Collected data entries
=====
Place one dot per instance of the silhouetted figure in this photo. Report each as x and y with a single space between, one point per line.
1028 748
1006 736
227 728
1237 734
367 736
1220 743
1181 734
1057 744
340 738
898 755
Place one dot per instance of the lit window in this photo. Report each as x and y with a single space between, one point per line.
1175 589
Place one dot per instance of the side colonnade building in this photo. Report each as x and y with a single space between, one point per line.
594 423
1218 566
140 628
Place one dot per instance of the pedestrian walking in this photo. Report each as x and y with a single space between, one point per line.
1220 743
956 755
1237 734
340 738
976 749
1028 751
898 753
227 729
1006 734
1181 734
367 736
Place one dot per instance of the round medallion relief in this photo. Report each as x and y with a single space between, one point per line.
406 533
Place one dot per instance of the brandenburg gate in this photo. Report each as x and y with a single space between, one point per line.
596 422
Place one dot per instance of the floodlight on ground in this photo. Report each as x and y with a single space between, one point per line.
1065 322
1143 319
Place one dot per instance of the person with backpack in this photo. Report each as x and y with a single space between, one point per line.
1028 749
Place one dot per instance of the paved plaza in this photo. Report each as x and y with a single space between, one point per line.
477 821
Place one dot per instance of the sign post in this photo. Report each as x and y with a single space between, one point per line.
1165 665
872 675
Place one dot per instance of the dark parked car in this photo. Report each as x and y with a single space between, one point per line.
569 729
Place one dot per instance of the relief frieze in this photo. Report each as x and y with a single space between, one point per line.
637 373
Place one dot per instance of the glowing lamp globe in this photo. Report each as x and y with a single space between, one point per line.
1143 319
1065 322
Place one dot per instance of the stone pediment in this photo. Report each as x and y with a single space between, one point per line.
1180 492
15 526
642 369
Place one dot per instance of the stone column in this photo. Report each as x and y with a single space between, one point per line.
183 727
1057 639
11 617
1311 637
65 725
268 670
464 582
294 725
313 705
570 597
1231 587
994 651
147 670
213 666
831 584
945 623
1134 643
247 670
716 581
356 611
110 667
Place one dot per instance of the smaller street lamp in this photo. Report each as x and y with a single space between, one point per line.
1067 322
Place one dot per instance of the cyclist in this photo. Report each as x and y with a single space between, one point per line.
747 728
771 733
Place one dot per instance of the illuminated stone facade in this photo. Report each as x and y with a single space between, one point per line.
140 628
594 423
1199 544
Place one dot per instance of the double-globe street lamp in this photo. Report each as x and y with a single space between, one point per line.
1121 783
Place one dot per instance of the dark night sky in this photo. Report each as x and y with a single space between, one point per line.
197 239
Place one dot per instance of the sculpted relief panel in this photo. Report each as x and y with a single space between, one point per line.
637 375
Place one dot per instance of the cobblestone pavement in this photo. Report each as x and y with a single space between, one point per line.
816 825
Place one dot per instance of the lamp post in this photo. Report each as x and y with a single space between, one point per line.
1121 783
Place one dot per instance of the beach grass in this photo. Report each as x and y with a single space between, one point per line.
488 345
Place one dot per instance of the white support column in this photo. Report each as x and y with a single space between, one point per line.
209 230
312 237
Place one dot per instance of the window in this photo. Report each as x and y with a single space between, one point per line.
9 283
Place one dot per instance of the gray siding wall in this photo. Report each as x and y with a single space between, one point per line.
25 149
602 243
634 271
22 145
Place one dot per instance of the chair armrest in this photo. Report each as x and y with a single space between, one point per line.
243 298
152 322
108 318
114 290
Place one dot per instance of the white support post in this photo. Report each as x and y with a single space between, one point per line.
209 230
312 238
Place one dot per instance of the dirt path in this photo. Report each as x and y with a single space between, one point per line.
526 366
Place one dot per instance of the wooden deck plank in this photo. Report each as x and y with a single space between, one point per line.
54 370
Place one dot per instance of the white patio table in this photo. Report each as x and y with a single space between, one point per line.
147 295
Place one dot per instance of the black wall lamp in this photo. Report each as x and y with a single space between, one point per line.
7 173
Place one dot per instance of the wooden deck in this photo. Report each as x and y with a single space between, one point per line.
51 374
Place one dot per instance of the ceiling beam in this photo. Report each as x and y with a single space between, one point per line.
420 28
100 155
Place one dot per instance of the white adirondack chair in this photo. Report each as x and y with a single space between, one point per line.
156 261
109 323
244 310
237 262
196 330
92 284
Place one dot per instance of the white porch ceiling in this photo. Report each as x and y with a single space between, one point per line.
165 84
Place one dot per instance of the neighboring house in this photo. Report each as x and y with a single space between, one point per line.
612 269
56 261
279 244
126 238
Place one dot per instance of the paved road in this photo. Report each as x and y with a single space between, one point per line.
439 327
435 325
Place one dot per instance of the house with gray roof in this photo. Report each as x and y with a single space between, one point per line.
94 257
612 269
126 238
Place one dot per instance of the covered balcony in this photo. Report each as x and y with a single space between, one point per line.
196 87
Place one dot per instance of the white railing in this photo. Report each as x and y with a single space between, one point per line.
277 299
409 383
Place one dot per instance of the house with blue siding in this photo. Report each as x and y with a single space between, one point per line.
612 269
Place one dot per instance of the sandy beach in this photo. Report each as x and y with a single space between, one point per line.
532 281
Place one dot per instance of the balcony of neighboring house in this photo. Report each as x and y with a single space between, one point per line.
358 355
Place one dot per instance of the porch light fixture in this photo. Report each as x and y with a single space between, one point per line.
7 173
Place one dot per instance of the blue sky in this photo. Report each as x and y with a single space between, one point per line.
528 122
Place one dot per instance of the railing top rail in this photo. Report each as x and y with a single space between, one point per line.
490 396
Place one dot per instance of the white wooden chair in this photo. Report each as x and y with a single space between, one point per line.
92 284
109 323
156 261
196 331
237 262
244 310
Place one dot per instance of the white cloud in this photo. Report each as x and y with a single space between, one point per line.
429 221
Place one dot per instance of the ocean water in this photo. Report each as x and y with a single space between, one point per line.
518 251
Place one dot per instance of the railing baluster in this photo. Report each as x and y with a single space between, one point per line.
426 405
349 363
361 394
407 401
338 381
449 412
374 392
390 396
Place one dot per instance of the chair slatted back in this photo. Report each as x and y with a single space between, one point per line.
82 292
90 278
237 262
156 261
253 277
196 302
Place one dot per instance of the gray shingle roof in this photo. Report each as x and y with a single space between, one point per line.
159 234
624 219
=====
> [GOAL OF THE EXERCISE]: Reproduce all data above, unchanged.

> [COMPLETE RESPONSE]:
Place one dot per instance of the silhouetted figure in this photo. Report each as x and y with a single space between, one point per line.
1028 748
1006 736
227 728
1237 734
367 736
1220 743
1181 734
1057 744
340 738
898 755
Place one dot per instance of the lit window in this photo. Report each as x and y with a single space between, one point per line.
1175 589
Place one dot per instance of the side colonnade building in this photo. Report each as x and y with a single space between, one point per line.
594 423
1218 566
140 628
Place one dot per instance of the pedestrian walking in this photo. Report each as x and y with a single space between, one point per line.
1220 743
956 755
1237 734
340 738
976 749
1028 751
898 753
227 729
1006 734
1181 734
367 736
Place one dot per instance of the round medallion relief in this photo. Report each as x and y with a single space between, one point per line.
406 533
Place one dot per instance of the brandenburg gate in this photo. Report each as x and y with a single space between, one point per line.
596 422
Place one dot per instance of the floodlight on ground in this photo. Report each as x and y with a single space between, one point per line.
1065 322
1143 319
Place one dot per instance of the person with backpack in this photo. Report each as x and y with a single space between, one point per line.
1028 749
Place one dot per instance of the paved plaza in this photo. Report each as x and y with a single space between, one point per line.
477 821
Place one dot per instance of the sign post in this photo. Report each as x and y with a single space between, one point per line.
1165 665
872 675
Place one dot per instance of the dark parked car in this photo. Report each as x and y with a single space between, one point per line.
569 729
Place one dot per instance of the relief frieze in this photo. Report each as x and y with a single space between, one point per line.
637 373
Place one dot per instance of the glowing lamp globe in this photo. Report each as x and y with a single space between, one point per line.
1143 319
1065 322
Place one dot per instance of the stone pediment in this photo. Report each as x and y with a single space between, one point per line.
1180 492
15 526
642 369
Place one dot per instance of the stone column in this photo. Report each as x and y with a single space between, one point per line.
183 727
1057 639
11 617
1311 637
65 725
268 670
464 582
294 725
313 705
570 597
1231 587
994 651
147 670
213 666
831 584
945 623
1134 643
247 670
716 581
356 611
110 667
Place one dot per instance of the smaller street lamp in this photo. Report each as x and y with a single space between, one point per line.
1067 322
Place one dot per instance of the cyclist in this photo. Report each as x and y with a single space between, one point per line.
747 728
771 733
Place one dot per instance of the illuminated stone facade in this photo. Report each as x and y with a single space between, one point per line.
140 628
594 423
1199 544
Place one dot per instance of the double-globe street lamp in this photo. Report each as x and y with a single space between, one point per line.
1121 783
Place one dot per instance of the dark night sky in this photo. Report each as x and y with a single space between, one point per line.
197 239
Place one dot per instance of the sculpted relief panel in this photo. Report each as x and y with a single space between, one point per line.
637 375
Place one dot per instance of the cobblestone pavement in this photo. Report each as x and y with a single space between, one point per line.
816 825
Place one dot per instance of the lamp post in this photo. Report each as x and y with a single space between, one point per line.
1121 783
Place one dot per instance of the beach grass in this photo. Report each as x and y with a single space between, one point per line.
488 345
Place one dot per instance of the white support column in this photo. Report each as x and y with a single space between, one point per line.
209 230
312 237
Place one dot per instance of the window in this photo. Report each as x and y with a single space between, one point per line.
9 283
Place one dot per instance of the gray siding wall in this photo. Report each as x and y with a single space between, one point per line.
25 149
602 243
634 271
22 145
Place one dot per instance of the chair armrest in this photo. Report each as x and y with a single space between, one point per line.
243 298
152 322
108 318
114 290
Place one dot per instance of the white support post in this photo. Report each as x and y with a single space between, one point per line.
209 230
312 238
Place one dot per instance of the dirt path in this photo. Report each as x and y with a single space between, one point per line.
526 366
Place one dot per instance of the wooden deck plank in this photo. Report each as x and y with a single space between, one point per line.
54 370
Place one dot per instance of the white patio table in this photo. Report each as x and y with a single space between, one point per line.
147 295
Place one dot per instance of the black wall lamp in this photo. Report each as x and y with a single space between, one point per line.
7 173
Place one dot per instance of the wooden deck in this photo. Report each as x and y with a single space between, one point per line.
51 374
Place one dot per instance of the ceiling beam in this photo. Report each as x and y with a single space between, one point per line.
420 28
100 155
Place one dot per instance of the white adirondack chair in this photo. Report each as x and y with a single space between, one point per line.
156 261
109 323
244 310
237 262
196 330
92 284
Place one dot per instance of the white porch ceiling in this photo. Report each as x and y with a single space between, one point per line.
165 84
Place one dot per instance of the neighboring house in this photo. Report each as x and y with a single space between, one point per line.
612 269
56 261
279 244
126 238
Place one dot per instance of the paved road in this photo. Report each as x and y with a single space between, one point per line.
439 327
435 325
Place one dot per instance of the house with gray roof in this photo. Report each as x and y with a single space between, one point per line.
94 257
612 269
126 238
Place one dot per instance of the covered balcony in this photo. Report each as x and y with a single space between, one point per line.
196 87
Place one dot per instance of the white railing in this photo. Report each as x and y with a single space between, one point per line.
277 299
409 383
Place one dot per instance of the house with blue siding in this photo. Report each as x and y with a single space between, one point per line.
612 269
Place one dot per instance of the sandy beach in this photo. Report each as x and y with a single space between, one point per line.
532 281
Place one dot per instance of the balcony of neighboring house in this photo. Report each as x and y with a single space between, one point per line.
358 355
Place one dot per instance of the porch light fixture in this photo. Report each as x and y with a single space between, one point per line.
7 173
Place one dot per instance of the blue sky in this photo. Report each as x and y with a single space between, one point per line.
528 122
Place one dot per instance of the railing top rail in this photo. Report each as x and y with a single space between, one point per line.
490 396
Place one dot per instance of the white wooden chair in this photo. Report each as x and y with a single space between, one point per line.
92 284
109 323
156 261
196 331
237 262
244 310
Place one dot per instance of the white cloud in this photo. Report each as x and y with a single space between, one point per line.
429 221
Place one dot per instance of the ocean water in this photo. Report each as x and y with a single space between, one point per line.
518 251
Place one dot per instance of the railing baluster in this photo. Report each as x and y with a single space between, one point per line.
426 405
349 363
361 394
407 401
338 381
449 412
374 392
390 396
Place one dot per instance of the chair slatted back in this photo. Report each as x and y with a single space between, one point per line.
82 292
90 278
237 262
156 261
253 277
196 302
Place one dot per instance of the gray shingle roof in this photo. Report each as x and y with a single space between, one point per line.
159 234
624 219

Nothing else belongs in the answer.